__Directions__.
What's needed is the listing below, repeated word for word with no pictures.

__Source data__.
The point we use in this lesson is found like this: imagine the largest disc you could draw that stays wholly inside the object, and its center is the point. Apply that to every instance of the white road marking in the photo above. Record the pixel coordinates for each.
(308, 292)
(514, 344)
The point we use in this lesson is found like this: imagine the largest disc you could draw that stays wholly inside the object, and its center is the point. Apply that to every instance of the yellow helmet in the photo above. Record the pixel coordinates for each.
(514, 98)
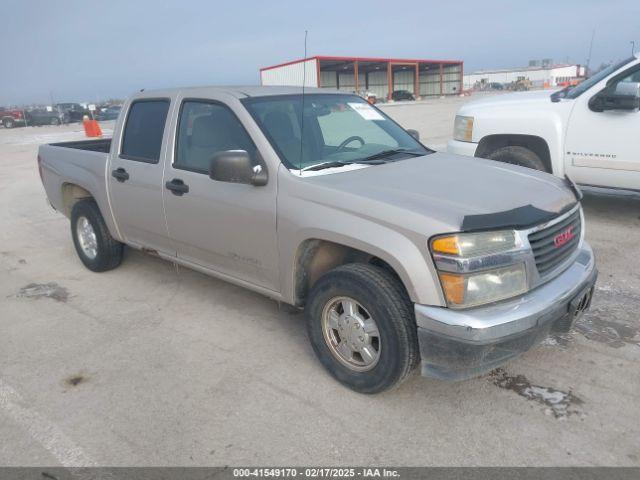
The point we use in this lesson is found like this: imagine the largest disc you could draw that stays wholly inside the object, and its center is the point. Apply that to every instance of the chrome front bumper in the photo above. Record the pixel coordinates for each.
(459, 344)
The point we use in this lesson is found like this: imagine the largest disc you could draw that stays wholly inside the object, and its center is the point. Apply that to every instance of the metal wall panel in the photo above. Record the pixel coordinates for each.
(347, 82)
(292, 74)
(404, 79)
(378, 83)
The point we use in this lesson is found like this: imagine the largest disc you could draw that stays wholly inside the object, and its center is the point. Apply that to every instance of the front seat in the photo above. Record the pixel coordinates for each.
(279, 127)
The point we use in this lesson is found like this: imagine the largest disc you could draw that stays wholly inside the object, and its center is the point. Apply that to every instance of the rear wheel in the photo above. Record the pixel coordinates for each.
(516, 155)
(362, 328)
(95, 246)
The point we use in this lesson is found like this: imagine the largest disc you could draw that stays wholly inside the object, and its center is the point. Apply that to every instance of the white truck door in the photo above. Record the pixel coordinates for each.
(602, 147)
(135, 174)
(228, 228)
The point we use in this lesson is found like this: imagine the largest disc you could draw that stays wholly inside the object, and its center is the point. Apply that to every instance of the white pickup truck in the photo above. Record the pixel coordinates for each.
(590, 132)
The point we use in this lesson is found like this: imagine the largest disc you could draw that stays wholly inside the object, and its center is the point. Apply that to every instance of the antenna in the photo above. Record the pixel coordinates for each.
(593, 34)
(304, 81)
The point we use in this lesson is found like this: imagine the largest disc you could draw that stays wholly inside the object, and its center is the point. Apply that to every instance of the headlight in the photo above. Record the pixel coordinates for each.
(485, 287)
(479, 268)
(463, 128)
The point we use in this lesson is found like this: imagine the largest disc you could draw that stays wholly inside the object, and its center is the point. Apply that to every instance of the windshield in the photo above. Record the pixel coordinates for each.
(579, 89)
(336, 130)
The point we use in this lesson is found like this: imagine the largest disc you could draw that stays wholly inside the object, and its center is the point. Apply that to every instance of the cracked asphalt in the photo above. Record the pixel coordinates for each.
(150, 364)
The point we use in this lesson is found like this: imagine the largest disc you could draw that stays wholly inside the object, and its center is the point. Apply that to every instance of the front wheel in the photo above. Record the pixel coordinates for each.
(517, 155)
(361, 325)
(95, 246)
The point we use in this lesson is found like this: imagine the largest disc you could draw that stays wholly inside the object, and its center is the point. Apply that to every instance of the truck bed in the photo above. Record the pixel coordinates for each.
(70, 169)
(100, 145)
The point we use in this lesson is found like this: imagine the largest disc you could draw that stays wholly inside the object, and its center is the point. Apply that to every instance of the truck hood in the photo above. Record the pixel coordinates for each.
(439, 190)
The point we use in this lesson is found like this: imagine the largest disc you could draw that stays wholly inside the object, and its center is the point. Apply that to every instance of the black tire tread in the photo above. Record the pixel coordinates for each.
(394, 296)
(110, 250)
(517, 155)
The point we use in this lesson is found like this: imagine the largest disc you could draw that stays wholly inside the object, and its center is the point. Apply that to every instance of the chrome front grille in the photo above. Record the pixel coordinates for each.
(554, 244)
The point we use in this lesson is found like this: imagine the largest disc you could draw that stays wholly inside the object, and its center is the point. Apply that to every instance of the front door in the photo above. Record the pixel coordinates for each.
(135, 177)
(603, 148)
(229, 228)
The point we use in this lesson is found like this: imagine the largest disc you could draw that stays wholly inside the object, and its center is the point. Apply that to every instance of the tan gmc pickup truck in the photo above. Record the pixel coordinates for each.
(399, 255)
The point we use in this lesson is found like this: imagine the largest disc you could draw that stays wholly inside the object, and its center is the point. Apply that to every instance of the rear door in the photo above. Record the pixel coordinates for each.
(135, 176)
(229, 228)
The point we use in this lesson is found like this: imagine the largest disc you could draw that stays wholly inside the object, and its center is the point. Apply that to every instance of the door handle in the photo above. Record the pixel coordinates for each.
(177, 187)
(120, 174)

__Task result__.
The point we use in this lesson is found like this: imagine the largest disc you could draw that stays wholly inside the object, and its center is the point. Apply that to every instance of the white road marking in the photo above. Record the pixel coordinates for each.
(308, 292)
(514, 344)
The point we use in this lesson is found like this: imagine the largest disc you could draw that stays wholly inside the object, and its center is the point. Apply that to every instance of the yellow helmet in the photo above. Record the pixel coordinates for each.
(514, 98)
The point we use in this lesson is found like this: imagine the largest disc you could draw that stays wholly inside the object, and its center is the point. Apply that to every instance of the chrome front bumper in the photo above. Record the pixel coordinates for each.
(459, 344)
The point we use in this lesson is found like this: imagine the largest disc you could draw that stays wholly inside the object, and its center is the point. Apply that to every instance of the metal wall panel in the photo above. Record the pixel coordinates for each.
(347, 82)
(292, 74)
(404, 79)
(378, 83)
The point we use in this lesson is found like this: imagine the largest disc you could draw that stays wholly inside the object, and its center is the point. Apply that to every instance of the front seat in the photo above. Record the pixel coordinates for each.
(279, 127)
The point we use in this lesson is found like this: imagine the largest disc you could draw that stays wholly inside the object, and its center is the point. Apply that to every instance of the rear wheel in the photo above. Record the pixel coordinates for each.
(516, 155)
(362, 328)
(95, 246)
The point we use in this lesson is found like this: imagine the largest disc you could draw that stays wholly inside the object, and its center is the point. Apply that to every instance of the white truck door in the photo above. Record the pixel coordinates for each.
(602, 147)
(135, 174)
(228, 228)
The point we use in this lesson is found like this: imagine the largest disc you could draw that stays wholly inside the object, and its center is the point. Apply that to every instance of the white pickup truck in the photo above. Record the pixel coordinates for each.
(590, 132)
The point we use in this lesson is found like this: imagine the largest disc you could draw that stays wholly inside the object, and its center is the point. Apply that to every instance of the antenna in the photo above. Record the pixel coordinates for each.
(593, 34)
(304, 81)
The point we use in this lesson is found like this: imagine the largest disc you could draw that stays wholly inside the object, and its center is the point. Apply that to every instance of the headlight in the photo above. Record the pixel coordinates for each.
(485, 287)
(479, 268)
(463, 128)
The point we use in this lesson is found like this: imagine the largest disc you could draw that stays wholly inside the object, and its center is the point. Apply that to every instance of the windshield in the photo above. Record the pixel coordinates for each.
(579, 89)
(336, 130)
The point we use in this lesson is found like this: imagine the largest disc you could draw that stays wholly inside the object, and its center is the point. Apply that to every instance of the cracked asphalt in the photo above. Record the pixel coordinates for each.
(150, 364)
The point we use in this lesson is found like this: imagine the largest disc you could draw that stays wholly inside the object, and its center is the point. Apply that to every instance of the front wheel in the photo above. Record the pixel coordinates for each.
(517, 155)
(361, 325)
(95, 246)
The point we use in this lesson is found like this: imagine the largest disc you could draw that stays wholly inside the object, and its center is the point. Apply that to every instance of the truck bed in the photo above. Record the pixel coordinates for each.
(70, 169)
(100, 145)
The point we use in this lesson is found like this: imagine the largest disc you could draw that stays wholly inside the object, and its center is the point. Apply that to every instance of the truck hood in the photo above. Record the pixel coordinates for each.
(439, 190)
The point we use in this lesson is found like this: imagine the largest disc you could draw that stays wholly inside the object, and its center is the point. Apply that to every instance of the black tire tread in the photo above. Record the pixel coordinates for each.
(394, 296)
(110, 250)
(517, 155)
The point we use in this lesson is found like this: imagine the largest disc you could draw that stays wholly inside the object, and its center is the point. Apply that to every instance of the chrome front grille in the photo above. Record the pixel coordinates for each.
(554, 244)
The point we use in this lesson is found like this: imagine the largest disc you could draw that stays wholly inside the object, and its center is the point. Apply that to every instance of the front door in the photo above. Record the pixel coordinates for each.
(135, 177)
(603, 148)
(229, 228)
The point we use in this lesson is found like this: imagine the largest disc you could draw that stays wholly inside the object, and its center is the point. Apply that to every instance of the tan gmc pickup truck in the photo above. Record the pixel coordinates for each.
(399, 255)
The point we use in this lesson is found like this: imagine the largest disc you could draw that stays wholly inside the object, and its center is the point. Apply that to every instance of the rear door in the photo above. Record the pixel coordinates for each.
(135, 176)
(229, 228)
The point we use in this lesson is found like this: imagine the largest disc you could draw that stays wholly inside the object, and its center is the point. Apply that to every instance of the door handle in the photo above. Record the pixel coordinates for each.
(177, 187)
(120, 174)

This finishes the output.